__Your task__. Print out the data that follows exactly, character for character, apart from the pictures.

[Referring expression pointing data]

- Opening Delimiter -

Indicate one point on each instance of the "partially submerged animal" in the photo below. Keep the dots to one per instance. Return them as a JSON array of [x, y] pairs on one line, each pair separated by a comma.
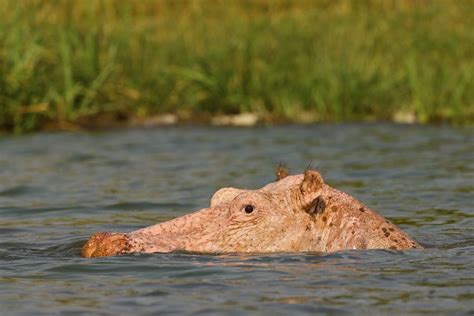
[[298, 213]]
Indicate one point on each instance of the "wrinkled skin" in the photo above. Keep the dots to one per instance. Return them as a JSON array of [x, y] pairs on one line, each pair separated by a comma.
[[294, 214]]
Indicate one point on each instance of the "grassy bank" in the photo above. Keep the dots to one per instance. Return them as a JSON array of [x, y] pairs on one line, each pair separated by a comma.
[[63, 62]]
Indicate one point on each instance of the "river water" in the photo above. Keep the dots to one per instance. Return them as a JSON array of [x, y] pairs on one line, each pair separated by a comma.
[[57, 189]]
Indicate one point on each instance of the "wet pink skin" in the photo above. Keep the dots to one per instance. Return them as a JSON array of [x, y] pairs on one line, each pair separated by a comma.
[[297, 213]]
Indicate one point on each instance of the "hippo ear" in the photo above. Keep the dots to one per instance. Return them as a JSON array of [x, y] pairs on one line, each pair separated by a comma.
[[281, 172], [310, 189]]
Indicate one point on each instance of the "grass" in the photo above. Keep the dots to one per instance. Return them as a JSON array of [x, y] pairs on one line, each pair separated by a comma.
[[64, 62]]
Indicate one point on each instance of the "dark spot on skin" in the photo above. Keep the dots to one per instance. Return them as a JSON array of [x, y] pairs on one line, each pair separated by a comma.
[[318, 206]]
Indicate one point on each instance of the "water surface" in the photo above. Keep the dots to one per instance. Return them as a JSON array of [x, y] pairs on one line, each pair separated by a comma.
[[58, 189]]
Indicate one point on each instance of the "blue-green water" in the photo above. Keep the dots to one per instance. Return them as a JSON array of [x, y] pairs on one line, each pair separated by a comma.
[[58, 189]]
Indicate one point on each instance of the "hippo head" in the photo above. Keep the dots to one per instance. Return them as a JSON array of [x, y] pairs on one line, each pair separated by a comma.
[[295, 213]]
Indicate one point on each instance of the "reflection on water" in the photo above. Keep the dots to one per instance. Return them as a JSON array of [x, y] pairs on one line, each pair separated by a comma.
[[57, 189]]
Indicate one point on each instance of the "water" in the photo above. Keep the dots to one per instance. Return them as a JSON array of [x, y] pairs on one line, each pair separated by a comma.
[[58, 189]]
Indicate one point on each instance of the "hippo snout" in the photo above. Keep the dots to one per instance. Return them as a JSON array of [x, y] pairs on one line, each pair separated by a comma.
[[105, 244]]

- Closing Delimiter -

__Problem solution__.
Indicate one point on each instance of the "partially submerged animal" in the photo below. Keep the dots to one per instance. Return them as a JSON array of [x, y] pairs on one line, each pair separated by a comma.
[[298, 213]]
Indicate one point on each instance of the "wrinkled skin" in the photo above. Keep the dots to one per instance. Return them as a JSON array of [x, y] pairs on one line, each pair separated by a comma.
[[294, 214]]
Indicate one point on each instance of the "grassy bank" in the photo above. Keep the dots to one per instance. Return them as a JSON array of [x, y] pairs on one line, each pair separated by a comma.
[[63, 62]]
Indicate one point on each instance of the "river water" in the photo above. Keep the dots to one per instance. Return them as a JSON array of [x, y] pairs on one line, each pair separated by a comma.
[[57, 189]]
Indicate one point on each instance of the "wet pink skin" in the photo above. Keep the dots to one per instance. Return them as a JSON array of [x, y] pairs on one line, each pair separated by a comma.
[[297, 213]]
Indicate one point on each instance of the "hippo ear" in the photo above. Keep the dots to one per instance. Return them as a JSON array of [x, y] pairs on one line, each pair separated by a comma.
[[281, 172], [310, 189]]
Indicate one point on each instance of the "grass" in the photo above. Keep the dots to one per instance. Return them as a JSON array of [x, y] pairs on one line, each pair separated by a comma.
[[64, 62]]
Indicate one point on each instance of the "dark spot on skin" in the photo above. Keep the dots to one per instance. Return them as a JSON array of [x, y] pairs on one line, each pair separated by a comma.
[[318, 206]]
Indicate one point on each instance of the "water surface" in the photo above. Keep the dots to one per instance. Return them as a JSON array of [x, y] pairs on one line, each pair separated by a comma.
[[58, 189]]
Indicate one point on each instance of the "blue-green water" in the photo above. Keep the dots to one per instance. Return them as a JSON array of [x, y] pairs on one line, each pair separated by a comma.
[[58, 189]]
Indicate one point on each instance of the "hippo head" in the photo above. Keep the dots to one per instance. Return them as a JSON array of [x, y] pairs on one line, each pair separated by a comma.
[[295, 213]]
Indicate one point on each instance of the "reflection on water" in the photo above. Keep the dots to one per instance. Return them as a JSON array of [x, y] pairs on one line, each pair separated by a comma.
[[57, 189]]
Indicate one point on each instance of the "water" in the photo above. Keep the dots to one per instance. Return them as a JSON array of [x, y] pairs on one line, each pair separated by a comma.
[[58, 189]]
Indicate one point on each instance of the "hippo snout" in the photo above. Keep the dots to one per instance. Return them as a JSON array of [x, y] pairs on one line, each pair separated by a comma.
[[105, 244]]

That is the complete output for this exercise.